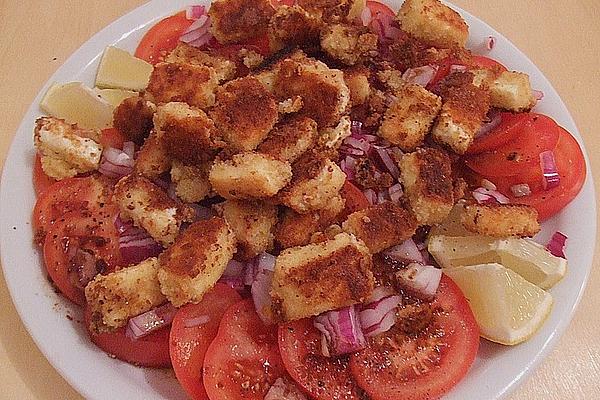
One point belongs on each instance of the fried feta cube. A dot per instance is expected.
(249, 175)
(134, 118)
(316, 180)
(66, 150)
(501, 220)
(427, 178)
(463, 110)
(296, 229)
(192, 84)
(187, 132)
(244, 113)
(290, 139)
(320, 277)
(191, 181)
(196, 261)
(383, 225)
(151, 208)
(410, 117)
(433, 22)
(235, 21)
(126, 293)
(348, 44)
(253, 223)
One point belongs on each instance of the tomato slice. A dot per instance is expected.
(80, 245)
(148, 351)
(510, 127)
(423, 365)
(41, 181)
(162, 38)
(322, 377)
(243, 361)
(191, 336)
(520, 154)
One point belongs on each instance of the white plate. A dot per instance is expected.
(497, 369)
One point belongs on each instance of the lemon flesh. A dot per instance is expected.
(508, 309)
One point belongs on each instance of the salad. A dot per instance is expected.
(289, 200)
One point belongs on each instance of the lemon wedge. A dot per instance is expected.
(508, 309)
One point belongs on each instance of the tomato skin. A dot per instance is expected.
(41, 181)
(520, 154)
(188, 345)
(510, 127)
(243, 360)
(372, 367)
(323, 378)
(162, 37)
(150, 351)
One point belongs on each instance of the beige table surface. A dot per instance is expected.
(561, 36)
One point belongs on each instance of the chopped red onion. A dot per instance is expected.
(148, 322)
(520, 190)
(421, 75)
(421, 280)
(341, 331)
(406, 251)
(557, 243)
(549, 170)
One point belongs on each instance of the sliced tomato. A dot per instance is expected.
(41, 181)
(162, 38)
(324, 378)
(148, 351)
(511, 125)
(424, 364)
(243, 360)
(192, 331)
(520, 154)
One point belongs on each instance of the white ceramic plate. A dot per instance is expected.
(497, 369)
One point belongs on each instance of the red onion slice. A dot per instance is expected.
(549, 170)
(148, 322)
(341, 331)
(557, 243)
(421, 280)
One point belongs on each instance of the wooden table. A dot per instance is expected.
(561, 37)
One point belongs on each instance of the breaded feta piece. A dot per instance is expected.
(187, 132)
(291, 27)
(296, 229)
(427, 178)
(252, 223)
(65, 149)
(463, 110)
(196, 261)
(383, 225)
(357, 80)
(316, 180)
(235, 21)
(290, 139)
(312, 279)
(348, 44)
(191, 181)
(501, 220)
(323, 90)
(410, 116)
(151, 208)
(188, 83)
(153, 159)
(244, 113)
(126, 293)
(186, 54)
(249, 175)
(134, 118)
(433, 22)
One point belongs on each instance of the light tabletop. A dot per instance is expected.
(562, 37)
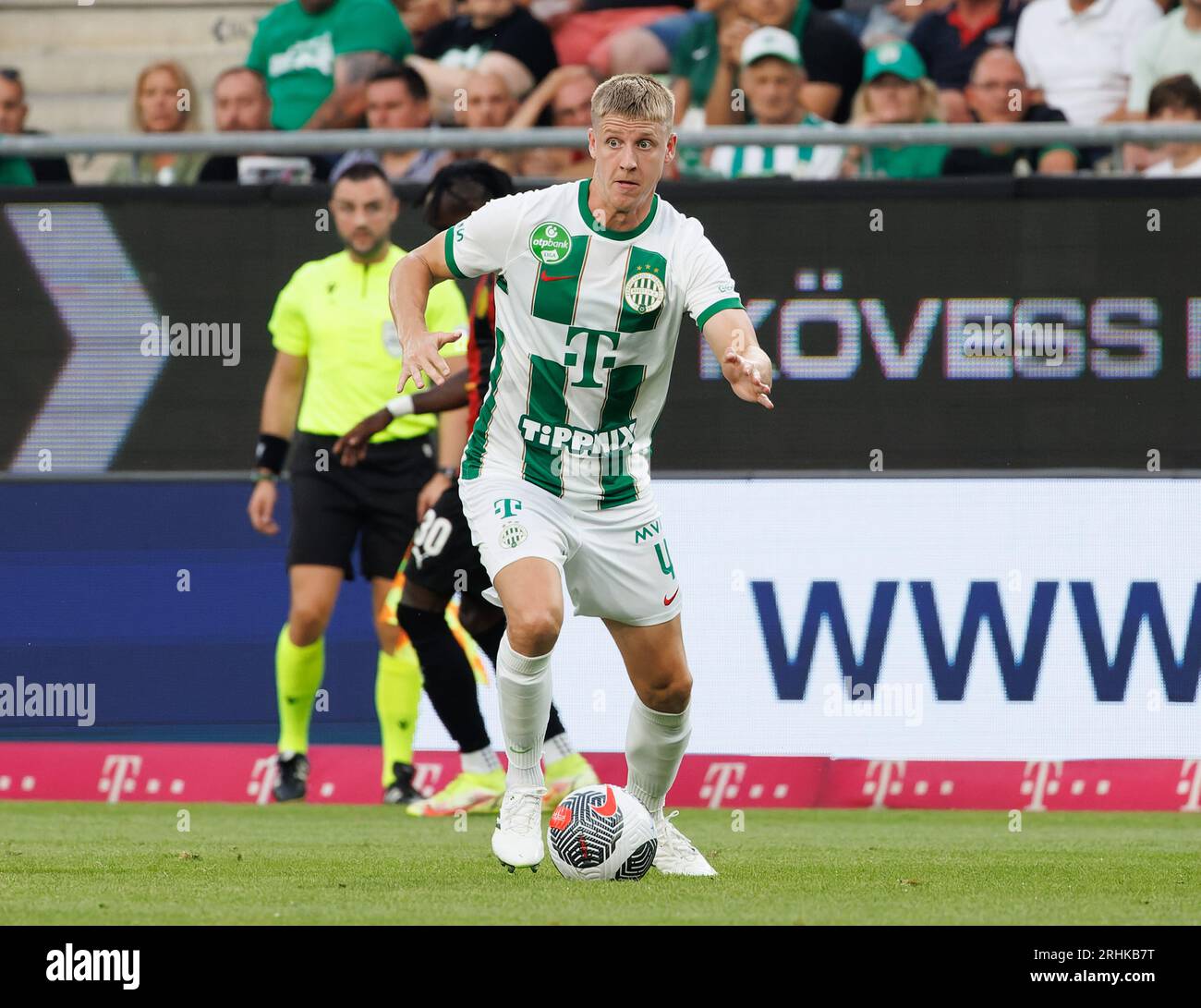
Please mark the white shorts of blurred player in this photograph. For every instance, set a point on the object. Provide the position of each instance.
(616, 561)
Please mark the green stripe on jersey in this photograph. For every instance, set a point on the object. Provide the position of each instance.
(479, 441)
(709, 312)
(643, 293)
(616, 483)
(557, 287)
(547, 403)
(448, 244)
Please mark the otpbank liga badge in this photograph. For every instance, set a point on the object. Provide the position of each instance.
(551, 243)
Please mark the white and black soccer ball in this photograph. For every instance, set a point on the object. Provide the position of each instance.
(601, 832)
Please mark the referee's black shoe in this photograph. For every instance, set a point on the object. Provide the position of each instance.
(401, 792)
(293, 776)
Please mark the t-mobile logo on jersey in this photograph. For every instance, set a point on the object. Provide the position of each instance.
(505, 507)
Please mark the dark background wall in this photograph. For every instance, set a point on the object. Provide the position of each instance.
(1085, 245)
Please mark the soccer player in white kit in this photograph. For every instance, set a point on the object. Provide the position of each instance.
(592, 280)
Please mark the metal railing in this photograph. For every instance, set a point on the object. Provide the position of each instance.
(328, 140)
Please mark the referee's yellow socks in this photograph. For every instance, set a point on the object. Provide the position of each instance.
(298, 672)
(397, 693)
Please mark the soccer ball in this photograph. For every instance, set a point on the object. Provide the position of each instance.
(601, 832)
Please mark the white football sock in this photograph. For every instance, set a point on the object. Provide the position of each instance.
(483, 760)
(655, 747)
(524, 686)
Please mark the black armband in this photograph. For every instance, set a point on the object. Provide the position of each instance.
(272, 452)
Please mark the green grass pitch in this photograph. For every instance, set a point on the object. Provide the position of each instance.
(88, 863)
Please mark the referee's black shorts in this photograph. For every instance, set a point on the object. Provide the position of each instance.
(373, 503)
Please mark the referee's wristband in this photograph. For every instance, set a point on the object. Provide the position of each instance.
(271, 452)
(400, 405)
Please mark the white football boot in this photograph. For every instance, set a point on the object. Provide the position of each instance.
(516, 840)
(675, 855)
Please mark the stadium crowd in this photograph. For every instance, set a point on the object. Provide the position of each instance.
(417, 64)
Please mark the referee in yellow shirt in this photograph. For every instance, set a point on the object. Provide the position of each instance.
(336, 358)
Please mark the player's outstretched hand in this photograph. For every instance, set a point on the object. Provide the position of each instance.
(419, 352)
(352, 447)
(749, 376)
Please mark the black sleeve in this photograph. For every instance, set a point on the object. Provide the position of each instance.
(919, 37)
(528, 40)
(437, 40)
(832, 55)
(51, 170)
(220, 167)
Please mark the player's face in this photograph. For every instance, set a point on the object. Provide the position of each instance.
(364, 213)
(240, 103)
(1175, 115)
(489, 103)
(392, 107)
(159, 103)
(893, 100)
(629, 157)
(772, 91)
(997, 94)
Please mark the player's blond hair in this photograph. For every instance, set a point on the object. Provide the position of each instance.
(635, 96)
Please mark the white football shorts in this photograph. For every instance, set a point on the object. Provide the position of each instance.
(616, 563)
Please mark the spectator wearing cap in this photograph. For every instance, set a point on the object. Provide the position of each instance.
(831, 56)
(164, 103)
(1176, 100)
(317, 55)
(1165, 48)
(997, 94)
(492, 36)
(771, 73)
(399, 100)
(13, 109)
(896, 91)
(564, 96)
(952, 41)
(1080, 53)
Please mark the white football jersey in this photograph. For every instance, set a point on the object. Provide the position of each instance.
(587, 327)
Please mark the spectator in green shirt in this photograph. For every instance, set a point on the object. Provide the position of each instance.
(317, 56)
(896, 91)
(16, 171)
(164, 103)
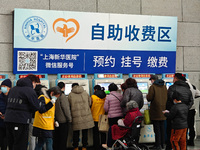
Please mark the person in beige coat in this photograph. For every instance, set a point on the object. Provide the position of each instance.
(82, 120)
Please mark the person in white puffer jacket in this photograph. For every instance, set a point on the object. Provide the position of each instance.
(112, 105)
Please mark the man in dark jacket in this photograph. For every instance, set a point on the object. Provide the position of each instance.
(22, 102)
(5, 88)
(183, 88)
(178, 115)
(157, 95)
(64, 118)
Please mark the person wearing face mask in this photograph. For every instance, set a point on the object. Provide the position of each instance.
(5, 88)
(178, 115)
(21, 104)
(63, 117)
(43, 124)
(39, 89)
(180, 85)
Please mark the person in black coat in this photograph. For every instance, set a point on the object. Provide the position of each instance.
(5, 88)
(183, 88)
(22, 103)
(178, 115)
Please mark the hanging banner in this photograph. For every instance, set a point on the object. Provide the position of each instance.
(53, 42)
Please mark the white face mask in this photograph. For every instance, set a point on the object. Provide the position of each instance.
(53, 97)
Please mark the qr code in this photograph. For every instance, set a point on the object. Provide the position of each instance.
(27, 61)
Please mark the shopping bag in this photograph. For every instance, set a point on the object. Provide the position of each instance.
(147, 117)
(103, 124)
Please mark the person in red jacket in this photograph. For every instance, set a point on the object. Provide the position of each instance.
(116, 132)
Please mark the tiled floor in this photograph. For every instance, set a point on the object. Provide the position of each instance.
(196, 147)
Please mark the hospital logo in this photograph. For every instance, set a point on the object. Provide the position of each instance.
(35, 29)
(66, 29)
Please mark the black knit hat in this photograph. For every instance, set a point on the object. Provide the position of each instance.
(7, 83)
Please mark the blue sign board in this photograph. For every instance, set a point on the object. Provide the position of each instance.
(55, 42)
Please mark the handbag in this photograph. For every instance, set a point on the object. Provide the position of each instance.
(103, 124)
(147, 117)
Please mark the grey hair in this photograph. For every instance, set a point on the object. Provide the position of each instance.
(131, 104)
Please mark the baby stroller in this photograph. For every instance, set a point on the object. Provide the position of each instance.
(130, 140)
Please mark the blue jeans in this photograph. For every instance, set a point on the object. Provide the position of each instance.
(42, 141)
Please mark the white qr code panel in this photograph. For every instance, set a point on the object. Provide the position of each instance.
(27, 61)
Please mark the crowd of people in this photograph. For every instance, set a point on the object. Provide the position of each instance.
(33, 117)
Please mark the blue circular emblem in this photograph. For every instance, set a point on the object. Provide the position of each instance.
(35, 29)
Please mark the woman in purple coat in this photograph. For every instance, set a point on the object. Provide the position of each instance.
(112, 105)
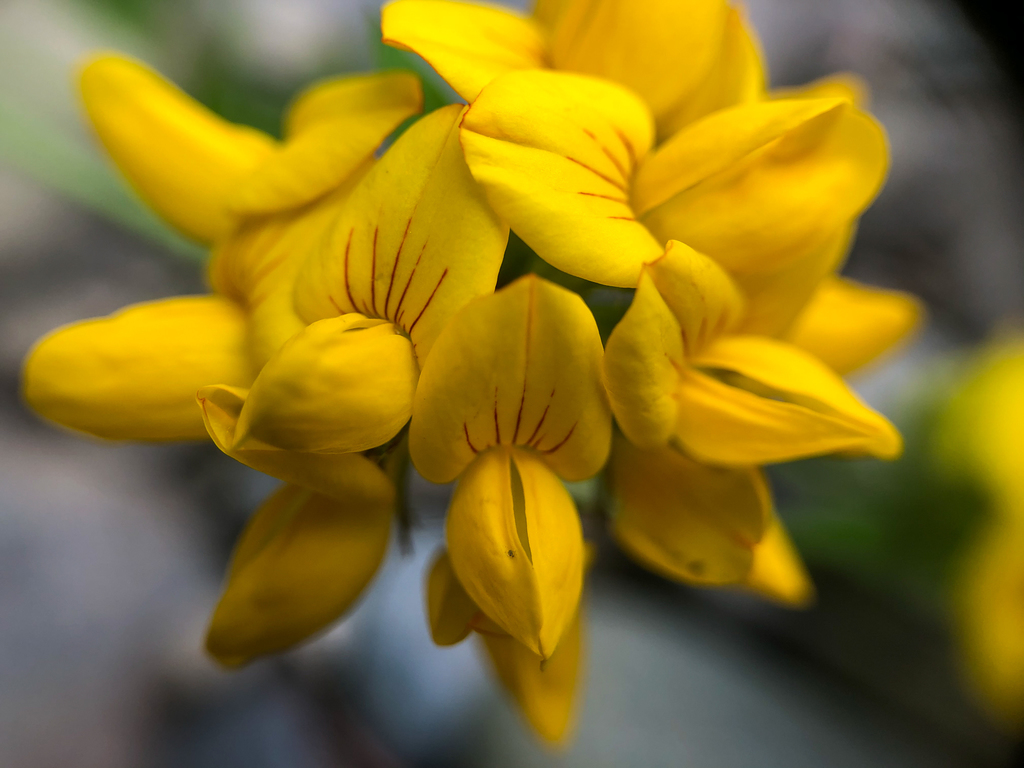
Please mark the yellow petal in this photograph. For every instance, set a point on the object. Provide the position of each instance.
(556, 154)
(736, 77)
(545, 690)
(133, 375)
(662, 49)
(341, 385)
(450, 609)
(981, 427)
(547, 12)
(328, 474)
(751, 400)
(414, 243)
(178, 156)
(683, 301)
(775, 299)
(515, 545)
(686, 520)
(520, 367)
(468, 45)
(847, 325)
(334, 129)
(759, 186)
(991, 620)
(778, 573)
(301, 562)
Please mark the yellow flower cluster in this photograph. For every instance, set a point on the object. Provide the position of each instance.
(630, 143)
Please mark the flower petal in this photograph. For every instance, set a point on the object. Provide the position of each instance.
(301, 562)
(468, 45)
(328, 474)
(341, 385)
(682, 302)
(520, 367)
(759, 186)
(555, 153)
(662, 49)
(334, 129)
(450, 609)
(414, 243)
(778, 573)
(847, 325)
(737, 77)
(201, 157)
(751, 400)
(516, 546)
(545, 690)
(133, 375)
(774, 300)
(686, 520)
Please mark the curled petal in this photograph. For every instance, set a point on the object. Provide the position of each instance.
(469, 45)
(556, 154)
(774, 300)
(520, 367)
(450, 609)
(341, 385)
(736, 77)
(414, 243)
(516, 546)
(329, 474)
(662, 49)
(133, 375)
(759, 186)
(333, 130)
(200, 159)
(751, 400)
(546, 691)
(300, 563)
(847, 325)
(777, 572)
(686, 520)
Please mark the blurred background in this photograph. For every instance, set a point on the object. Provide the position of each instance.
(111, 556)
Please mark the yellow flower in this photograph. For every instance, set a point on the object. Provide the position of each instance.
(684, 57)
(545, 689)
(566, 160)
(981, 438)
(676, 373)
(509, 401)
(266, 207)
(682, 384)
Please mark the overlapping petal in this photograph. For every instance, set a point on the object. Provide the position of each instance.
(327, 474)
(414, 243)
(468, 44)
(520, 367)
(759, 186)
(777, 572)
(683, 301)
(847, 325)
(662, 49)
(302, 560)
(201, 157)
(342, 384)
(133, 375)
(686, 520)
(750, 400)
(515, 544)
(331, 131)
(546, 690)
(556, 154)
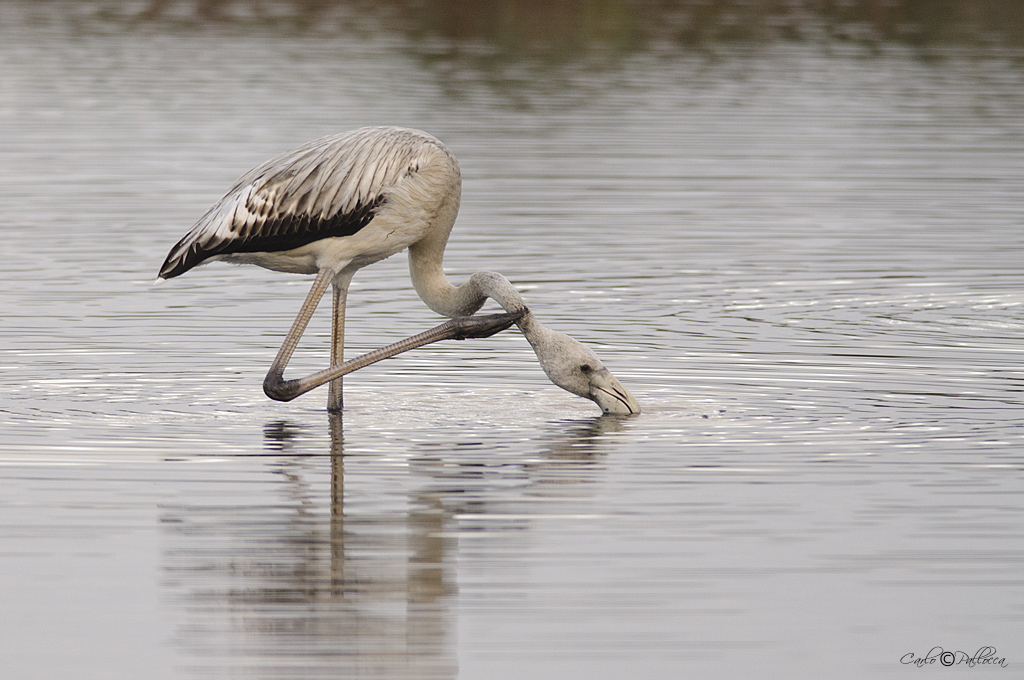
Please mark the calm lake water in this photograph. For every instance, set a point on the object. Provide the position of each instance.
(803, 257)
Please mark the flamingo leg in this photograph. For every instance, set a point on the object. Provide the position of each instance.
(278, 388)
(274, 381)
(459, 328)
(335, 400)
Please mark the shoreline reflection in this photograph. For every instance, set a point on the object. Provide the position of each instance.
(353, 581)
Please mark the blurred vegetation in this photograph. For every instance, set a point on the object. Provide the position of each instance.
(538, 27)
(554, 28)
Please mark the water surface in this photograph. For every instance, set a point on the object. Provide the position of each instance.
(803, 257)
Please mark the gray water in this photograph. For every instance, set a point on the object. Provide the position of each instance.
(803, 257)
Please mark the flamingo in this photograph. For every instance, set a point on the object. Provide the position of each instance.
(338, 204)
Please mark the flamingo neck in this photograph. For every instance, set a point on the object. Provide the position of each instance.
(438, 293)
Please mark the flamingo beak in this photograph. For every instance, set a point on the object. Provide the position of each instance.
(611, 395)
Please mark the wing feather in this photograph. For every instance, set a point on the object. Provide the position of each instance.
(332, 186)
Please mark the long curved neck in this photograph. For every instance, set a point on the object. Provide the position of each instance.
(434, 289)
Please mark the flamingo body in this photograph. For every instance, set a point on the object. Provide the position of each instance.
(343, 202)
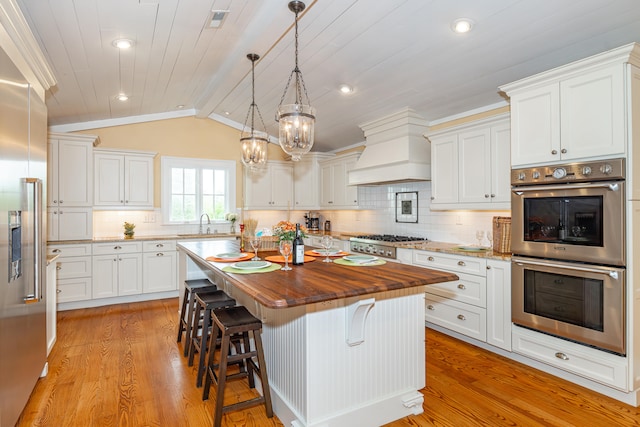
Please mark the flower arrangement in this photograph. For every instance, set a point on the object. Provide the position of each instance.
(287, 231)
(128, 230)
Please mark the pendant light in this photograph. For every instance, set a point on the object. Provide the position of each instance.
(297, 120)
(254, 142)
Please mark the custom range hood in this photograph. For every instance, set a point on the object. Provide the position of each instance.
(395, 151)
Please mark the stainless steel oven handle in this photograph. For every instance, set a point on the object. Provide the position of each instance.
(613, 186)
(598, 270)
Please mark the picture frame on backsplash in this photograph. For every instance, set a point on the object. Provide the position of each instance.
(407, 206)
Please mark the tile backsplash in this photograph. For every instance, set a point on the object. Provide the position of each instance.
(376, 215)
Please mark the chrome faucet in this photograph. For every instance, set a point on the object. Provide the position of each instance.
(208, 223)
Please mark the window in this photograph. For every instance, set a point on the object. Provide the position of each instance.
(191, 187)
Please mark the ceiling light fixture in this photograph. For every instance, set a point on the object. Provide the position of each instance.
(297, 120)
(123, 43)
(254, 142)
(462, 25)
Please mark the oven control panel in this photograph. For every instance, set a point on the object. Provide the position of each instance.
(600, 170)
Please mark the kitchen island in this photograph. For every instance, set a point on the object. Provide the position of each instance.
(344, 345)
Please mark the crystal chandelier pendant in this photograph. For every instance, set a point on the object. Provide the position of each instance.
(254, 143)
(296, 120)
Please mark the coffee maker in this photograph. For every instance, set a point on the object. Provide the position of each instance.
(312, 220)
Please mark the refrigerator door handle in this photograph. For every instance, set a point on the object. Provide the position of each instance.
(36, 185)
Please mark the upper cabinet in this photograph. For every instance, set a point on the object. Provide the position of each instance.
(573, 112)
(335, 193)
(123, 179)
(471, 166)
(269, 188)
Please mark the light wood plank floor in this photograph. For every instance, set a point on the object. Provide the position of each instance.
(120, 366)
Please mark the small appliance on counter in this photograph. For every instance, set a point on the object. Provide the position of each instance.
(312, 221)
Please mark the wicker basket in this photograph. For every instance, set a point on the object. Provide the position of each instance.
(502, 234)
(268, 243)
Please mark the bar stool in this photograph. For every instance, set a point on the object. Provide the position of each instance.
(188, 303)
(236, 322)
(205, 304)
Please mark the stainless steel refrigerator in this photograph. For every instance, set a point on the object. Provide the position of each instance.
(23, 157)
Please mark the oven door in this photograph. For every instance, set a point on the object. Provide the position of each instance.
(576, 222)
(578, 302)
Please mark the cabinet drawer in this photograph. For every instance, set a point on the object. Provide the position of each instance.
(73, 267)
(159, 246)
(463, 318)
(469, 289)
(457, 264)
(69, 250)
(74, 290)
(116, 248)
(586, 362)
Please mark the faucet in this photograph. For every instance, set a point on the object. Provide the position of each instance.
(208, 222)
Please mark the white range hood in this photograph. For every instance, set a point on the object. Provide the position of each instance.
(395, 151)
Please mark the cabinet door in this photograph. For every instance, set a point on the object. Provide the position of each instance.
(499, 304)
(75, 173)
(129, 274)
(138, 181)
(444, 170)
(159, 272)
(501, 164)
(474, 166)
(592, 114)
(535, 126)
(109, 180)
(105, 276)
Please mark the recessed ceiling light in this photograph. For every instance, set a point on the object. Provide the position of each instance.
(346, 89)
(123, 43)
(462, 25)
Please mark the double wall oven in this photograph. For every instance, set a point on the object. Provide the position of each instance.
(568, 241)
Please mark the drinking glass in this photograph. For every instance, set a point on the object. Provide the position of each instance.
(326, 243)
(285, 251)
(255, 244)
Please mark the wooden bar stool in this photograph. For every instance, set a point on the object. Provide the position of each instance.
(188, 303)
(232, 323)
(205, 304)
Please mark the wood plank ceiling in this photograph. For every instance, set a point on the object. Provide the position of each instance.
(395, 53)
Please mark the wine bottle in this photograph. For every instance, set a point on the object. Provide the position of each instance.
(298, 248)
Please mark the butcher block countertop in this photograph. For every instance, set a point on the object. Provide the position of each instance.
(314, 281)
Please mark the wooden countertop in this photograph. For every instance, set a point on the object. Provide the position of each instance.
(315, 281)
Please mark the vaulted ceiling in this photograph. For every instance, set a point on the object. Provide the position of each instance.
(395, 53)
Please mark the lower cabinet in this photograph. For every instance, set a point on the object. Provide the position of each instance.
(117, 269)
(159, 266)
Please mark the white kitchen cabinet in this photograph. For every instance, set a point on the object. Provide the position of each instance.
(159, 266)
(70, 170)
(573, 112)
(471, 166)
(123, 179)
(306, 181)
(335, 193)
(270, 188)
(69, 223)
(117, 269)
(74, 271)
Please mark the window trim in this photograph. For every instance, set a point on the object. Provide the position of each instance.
---
> [Required action]: Only the lines from the one containing "Please mark the wooden countertop" through the last line of the records should appear, each written out exactly.

> [Solved problem]:
Please mark the wooden countertop in this photograph. For every instance, set a point on the object. Provide the position of each instance.
(315, 281)
Please mark the vaulted ceiling in this photograph. For every instance, set a point on the object. Provide the position of each instance.
(395, 53)
Please mark the lower cabinet in this photograph. For every instance, set a point on the object. Provide the position of each instance.
(117, 269)
(159, 266)
Please mark the white kitchen cabinet in this photograph. For every instance, set a point on the object. Provide the position of each instance.
(159, 266)
(70, 170)
(573, 112)
(471, 166)
(123, 179)
(306, 181)
(335, 193)
(270, 188)
(69, 223)
(117, 269)
(74, 271)
Please mark the window trim in this photograph. For every instance, set a point on the object. Provide the position of each instance.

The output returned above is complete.